- **PROBLEM TO SOLVE**
Skip any picture you find and retype all the remaining lines exactly.

- **TASK DATA**
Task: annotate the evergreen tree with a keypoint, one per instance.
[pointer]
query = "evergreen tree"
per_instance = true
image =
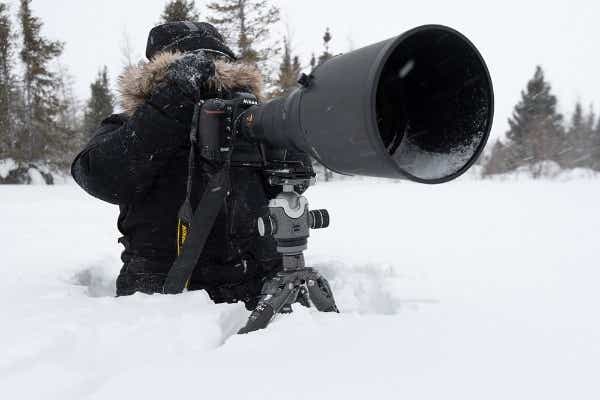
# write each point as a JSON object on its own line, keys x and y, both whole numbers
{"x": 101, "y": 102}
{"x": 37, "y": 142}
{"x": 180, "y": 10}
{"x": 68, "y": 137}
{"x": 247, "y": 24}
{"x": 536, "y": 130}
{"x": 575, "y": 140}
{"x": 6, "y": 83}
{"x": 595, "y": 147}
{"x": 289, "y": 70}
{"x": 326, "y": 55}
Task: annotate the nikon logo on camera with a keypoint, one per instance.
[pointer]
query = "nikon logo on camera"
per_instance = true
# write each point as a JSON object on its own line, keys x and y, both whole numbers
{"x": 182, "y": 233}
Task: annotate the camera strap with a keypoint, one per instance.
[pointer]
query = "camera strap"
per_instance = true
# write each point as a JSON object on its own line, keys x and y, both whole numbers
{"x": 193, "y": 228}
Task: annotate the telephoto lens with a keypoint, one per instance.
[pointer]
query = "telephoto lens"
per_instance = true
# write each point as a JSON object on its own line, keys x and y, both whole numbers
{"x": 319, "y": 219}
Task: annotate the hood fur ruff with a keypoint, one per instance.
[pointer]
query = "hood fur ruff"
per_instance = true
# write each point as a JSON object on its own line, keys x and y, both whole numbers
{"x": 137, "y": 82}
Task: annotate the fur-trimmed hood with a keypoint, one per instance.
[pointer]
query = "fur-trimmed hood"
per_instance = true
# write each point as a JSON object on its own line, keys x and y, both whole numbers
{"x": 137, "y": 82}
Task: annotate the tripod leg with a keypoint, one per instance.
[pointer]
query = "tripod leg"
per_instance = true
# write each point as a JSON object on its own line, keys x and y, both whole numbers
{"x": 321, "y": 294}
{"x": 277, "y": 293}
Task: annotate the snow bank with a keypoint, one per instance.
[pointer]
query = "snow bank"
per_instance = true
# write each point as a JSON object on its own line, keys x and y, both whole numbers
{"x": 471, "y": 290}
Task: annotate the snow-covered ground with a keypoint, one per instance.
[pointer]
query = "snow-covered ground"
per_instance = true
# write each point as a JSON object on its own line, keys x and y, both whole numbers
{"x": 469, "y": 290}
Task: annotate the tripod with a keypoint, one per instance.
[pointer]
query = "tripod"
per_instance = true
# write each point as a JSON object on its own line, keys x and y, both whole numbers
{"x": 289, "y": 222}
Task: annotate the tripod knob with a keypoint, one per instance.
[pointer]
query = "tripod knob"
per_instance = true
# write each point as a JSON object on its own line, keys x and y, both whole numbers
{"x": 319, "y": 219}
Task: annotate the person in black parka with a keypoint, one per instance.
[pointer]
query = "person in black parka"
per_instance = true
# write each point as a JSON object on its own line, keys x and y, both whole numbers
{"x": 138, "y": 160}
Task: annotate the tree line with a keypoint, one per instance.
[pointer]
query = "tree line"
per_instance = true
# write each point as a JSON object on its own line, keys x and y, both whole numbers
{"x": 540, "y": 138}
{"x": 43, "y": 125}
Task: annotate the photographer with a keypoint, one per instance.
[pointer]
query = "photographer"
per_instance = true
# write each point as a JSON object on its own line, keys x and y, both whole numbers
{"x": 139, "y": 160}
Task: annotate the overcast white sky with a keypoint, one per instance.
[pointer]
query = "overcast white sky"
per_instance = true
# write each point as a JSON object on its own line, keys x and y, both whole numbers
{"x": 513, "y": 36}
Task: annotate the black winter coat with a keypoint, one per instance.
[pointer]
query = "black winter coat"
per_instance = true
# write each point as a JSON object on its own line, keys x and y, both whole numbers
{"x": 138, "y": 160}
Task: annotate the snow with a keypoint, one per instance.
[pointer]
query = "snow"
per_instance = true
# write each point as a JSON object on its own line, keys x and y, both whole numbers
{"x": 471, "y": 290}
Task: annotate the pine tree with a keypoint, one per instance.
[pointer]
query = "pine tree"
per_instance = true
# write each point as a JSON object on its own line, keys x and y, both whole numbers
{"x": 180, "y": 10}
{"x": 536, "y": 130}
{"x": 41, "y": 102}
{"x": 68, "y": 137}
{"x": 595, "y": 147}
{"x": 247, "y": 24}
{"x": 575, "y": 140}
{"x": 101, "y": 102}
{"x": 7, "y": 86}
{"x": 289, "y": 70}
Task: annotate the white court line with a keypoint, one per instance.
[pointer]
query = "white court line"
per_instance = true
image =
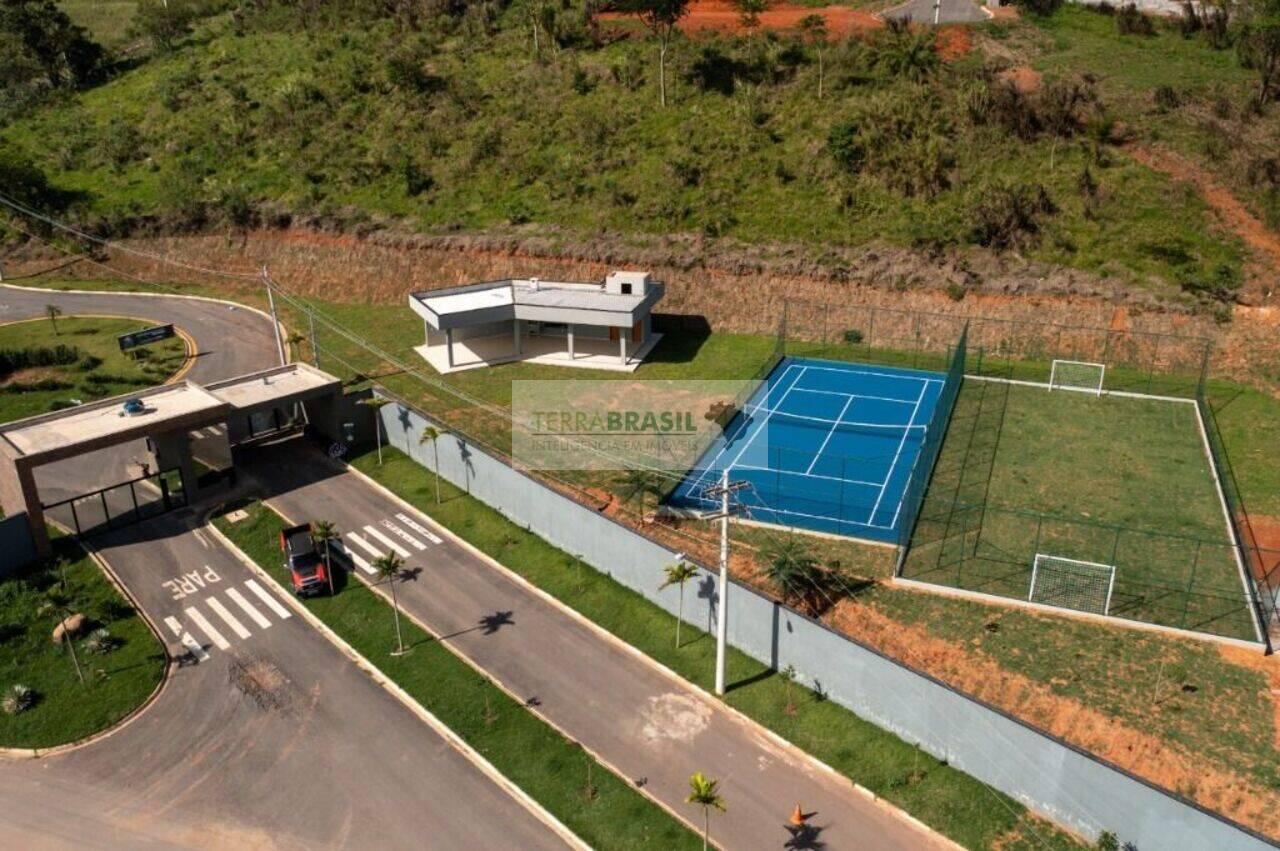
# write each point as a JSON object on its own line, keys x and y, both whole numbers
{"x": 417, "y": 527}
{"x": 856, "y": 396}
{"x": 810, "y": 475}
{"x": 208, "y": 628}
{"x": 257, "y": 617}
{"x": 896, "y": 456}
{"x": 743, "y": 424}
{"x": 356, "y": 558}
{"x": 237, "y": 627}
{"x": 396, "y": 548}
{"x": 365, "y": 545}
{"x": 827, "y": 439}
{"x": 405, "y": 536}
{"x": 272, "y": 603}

- **FINAL RESULT**
Task: annotate the evergreen tree with a keypoint, one per instance.
[pointer]
query = "evergreen tree"
per_instance = true
image =
# write each point as a JSON object on its own line, keys x and y, both whole numbers
{"x": 101, "y": 102}
{"x": 37, "y": 142}
{"x": 180, "y": 10}
{"x": 68, "y": 137}
{"x": 247, "y": 24}
{"x": 536, "y": 130}
{"x": 575, "y": 140}
{"x": 6, "y": 83}
{"x": 595, "y": 147}
{"x": 289, "y": 70}
{"x": 326, "y": 55}
Task: annotate the nikon logo on camera with a keypoint, one per instance.
[pointer]
query = "nikon logo on camera"
per_instance = true
# write each point as a JSON object on its own line, keys x and y, both whole numbers
{"x": 182, "y": 233}
Task: annotate the camera strap with a keypoint, one per instance.
[pointer]
query = "camera strap"
per_instance = true
# write each point as a JSON object on its own line, keys x and y, both whole numbers
{"x": 193, "y": 228}
Task: annotate the telephoto lens with a keypoint, one per instance.
[pointer]
query = "telephoto lens"
per_instance = true
# write each point as a JSON object on its own line, keys x and y, both whole numbers
{"x": 319, "y": 219}
Task: annotate the hood fur ruff with a keypoint, one per instance.
[pointer]
query = "hood fur ruff"
per_instance = true
# write each point as a JSON object on its own line, keys x and y, both whole numbers
{"x": 137, "y": 82}
Task: annotate the fur-trimmed hood with a keypoint, one per instance.
[pointer]
query = "fur-trimmed hood"
per_instance = true
# write each point as a JSON object on its own line, keys x and y, both whole numbers
{"x": 137, "y": 82}
Task: annotate the tripod leg with a keypoint, one per instance.
[pointer]
query = "tripod leg"
per_instance = true
# write each point as a JSON object on its own line, keys x and y, both whole numbers
{"x": 321, "y": 294}
{"x": 277, "y": 293}
Task: annotate the snow bank with a keypoint, one per instance.
[pointer]
query = "snow bank"
per_instance = true
# write each point as a JSON object on its own line, keys x and y, both whole numbers
{"x": 471, "y": 290}
Task: annotate the snow-covered ground with a keypoint, one per instance.
[pointer]
query = "snow-covered ground"
per_instance = true
# write each point as a JSON object on its own line, keys x and y, both whole numbers
{"x": 469, "y": 290}
Task: annotate the tripod with a keypoint, one per instance.
[pointer]
query = "tripod"
per_instance = true
# write each point as a JSON object on its own line, keys x and y, both whole numbers
{"x": 289, "y": 222}
Task: annotate the tripod knob with a keypoint, one per instance.
[pointer]
query = "tripod knob"
per_instance = true
# write each point as a JSON object on its own line, keys x and y, both whole numbers
{"x": 319, "y": 219}
Task: annotate the person in black parka with a keypoint, one per instance.
[pointer]
query = "person in black parka"
per_instance = true
# write each point as a JSON object on its own line, keys x and y, both whole numbers
{"x": 138, "y": 160}
Task: annotate the tree line with a keypoint, one per instance.
[pointer]
query = "tree line"
per_instance = true
# write each point as a JSON object on its own line, keys x and y, both whole numbers
{"x": 540, "y": 138}
{"x": 43, "y": 125}
Task: annotate the photographer with a keypoint, one per instance.
[pointer]
query = "photographer"
per_instance = true
# write each point as a JSON object on its own line, keys x and y, both whole numbers
{"x": 139, "y": 160}
Task: annotate the overcast white sky with a keypoint, one per instance.
[pointer]
query = "overcast white sky"
per_instance = true
# write each point as a JSON object on its own line, keys x and y, both whole numbers
{"x": 513, "y": 36}
Task: annotate the black winter coat with a keypoint, one per instance.
[pointer]
query = "black winter coat"
per_instance = true
# write each point as a JSON object on its own line, keys x and y, both whole numbers
{"x": 138, "y": 160}
Task: annotate the snow with a keypoint, one per instance.
[pointer]
query = "snow"
per_instance = true
# write each point as a JSON object on its own line, keys x and y, both whole numbers
{"x": 471, "y": 290}
Task: annotate the pine tree with a keypoint, one per instance.
[pointer]
query = "pine tree"
per_instance = true
# write each point as a JSON object on its own line, keys x and y, both whole numbers
{"x": 180, "y": 10}
{"x": 536, "y": 130}
{"x": 41, "y": 102}
{"x": 68, "y": 137}
{"x": 595, "y": 147}
{"x": 247, "y": 24}
{"x": 575, "y": 140}
{"x": 101, "y": 102}
{"x": 7, "y": 86}
{"x": 289, "y": 70}
Task: annotate the white court line with a keypoint, one per instance.
[pointer]
query = "white court line"
per_instance = true
image =
# write each point as a JSON object on its own line, keys x and y, both whole numbers
{"x": 417, "y": 527}
{"x": 856, "y": 396}
{"x": 810, "y": 475}
{"x": 208, "y": 628}
{"x": 257, "y": 617}
{"x": 896, "y": 456}
{"x": 743, "y": 424}
{"x": 356, "y": 558}
{"x": 237, "y": 627}
{"x": 396, "y": 548}
{"x": 365, "y": 545}
{"x": 827, "y": 439}
{"x": 405, "y": 536}
{"x": 272, "y": 603}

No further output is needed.